Objective 1.
Answer these questions from the Lace 2.0 thread:
(a) In the pre-2.0 state, what does Lace use macros to replace?
(b) Which package is named as having large parts of its source code made up of these macros?
(c) Which two pointers are injected automatically as parameters of Lace tasks?
Objective 2. Extend the Lace 2.0 thread by writing what follows its final sentence.

Page excerpt.
◆ ◆ ◆ ◆
Lace 2.0 #10

trolando · 2022-09-09T18:08:07Z

Lace 2.0 is a redesign of the API, work in progress. The problem to be solved is that in its current (pre-2.0) state, Lace is quite intrusive for a developer as it uses macros to replace normal function definitions. While some amount of intrusion is inevitable, one might say it is excessive in the current form.

Example:

TASK_1(int, fib, int, n) {
    if (n<2) return n;
    SPAWN(fib, n-1);
    int a = CALL(fib, n-2);
    int b = SYNC(fib);
    return a+b;
}

In a package such as Sylvan, this means that large parts of the source code consists of these kind of macros. This is clearly difficult to read at first.

The reason for these macros is that this allows automatic injection of the pointers to the lace worker struct and the task queue head as parameters of Lace tasks. This shaves off a tiny bit of work because in particular the queue head does not need to be stored in memory, except possibly in the program stack. This efficiency is obvious in very fine grained parallelism with tiny tasks, such as fibonacci and n-queens.
◆ ◆ ◆ ◆
Data rows.
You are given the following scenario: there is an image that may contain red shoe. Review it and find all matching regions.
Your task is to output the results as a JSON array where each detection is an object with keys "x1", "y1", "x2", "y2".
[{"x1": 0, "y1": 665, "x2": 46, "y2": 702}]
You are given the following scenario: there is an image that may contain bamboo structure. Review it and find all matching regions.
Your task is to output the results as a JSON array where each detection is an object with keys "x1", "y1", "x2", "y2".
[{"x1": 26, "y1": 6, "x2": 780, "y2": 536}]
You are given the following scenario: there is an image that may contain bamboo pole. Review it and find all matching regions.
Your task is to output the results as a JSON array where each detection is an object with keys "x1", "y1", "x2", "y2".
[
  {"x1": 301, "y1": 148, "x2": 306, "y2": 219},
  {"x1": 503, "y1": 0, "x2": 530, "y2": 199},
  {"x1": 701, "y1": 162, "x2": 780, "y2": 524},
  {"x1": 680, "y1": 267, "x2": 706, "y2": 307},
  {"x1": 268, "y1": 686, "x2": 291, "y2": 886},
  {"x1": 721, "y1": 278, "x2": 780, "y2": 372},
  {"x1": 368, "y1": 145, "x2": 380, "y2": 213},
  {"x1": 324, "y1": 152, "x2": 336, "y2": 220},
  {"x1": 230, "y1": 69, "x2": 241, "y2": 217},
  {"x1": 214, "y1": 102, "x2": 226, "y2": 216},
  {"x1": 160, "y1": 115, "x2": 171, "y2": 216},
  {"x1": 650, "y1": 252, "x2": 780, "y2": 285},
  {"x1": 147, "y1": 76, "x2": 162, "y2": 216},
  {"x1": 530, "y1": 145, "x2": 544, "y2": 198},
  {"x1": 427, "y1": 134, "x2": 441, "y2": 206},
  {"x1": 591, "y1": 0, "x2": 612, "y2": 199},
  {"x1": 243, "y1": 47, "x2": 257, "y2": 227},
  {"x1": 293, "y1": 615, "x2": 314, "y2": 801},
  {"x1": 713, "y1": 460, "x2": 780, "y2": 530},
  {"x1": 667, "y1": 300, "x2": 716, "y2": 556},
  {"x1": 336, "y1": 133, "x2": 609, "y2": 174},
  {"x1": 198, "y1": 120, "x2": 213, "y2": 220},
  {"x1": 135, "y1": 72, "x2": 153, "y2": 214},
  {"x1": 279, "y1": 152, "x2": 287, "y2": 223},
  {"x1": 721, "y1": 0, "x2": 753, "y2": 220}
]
◆ ◆ ◆ ◆
Expected answer 1.
(a) Normal function definitions.
(b) Sylvan.
(c) The pointer to the Lace worker struct and the pointer to the task queue head.

Expected answer 2.
An easier API would be this:

TASK_1(int, fib, int, n)

int fib(int n) {
    fib_SPAWN(n-1);
    int a = fib(n-2);
    int b = fib_SYNC();
    return a+b;
}

In this case, the lace worker struct is a thread-local variable, which needs to be obtained each time SPAWN and SYNC are used, and the task queue head is stored inside the worker struct. So this requires a write operation to this worker struct each time SPAWN and SYNC are used, which was avoided before.

We still need some way of defining the helper functions for work stealing, which is now a TASK macro that simply defines a number of relatively small static inline functions, such as fib_SPAWN, fib_SYNC and something like fib_RUN that ensures that the fib function is executed by a Lace worker. One can also just call fib directly, which required a CALL macro before.

What does this mean for performance?
I ran a number of benchmarks on my desktop computer running Linux (Manjaro). See the following.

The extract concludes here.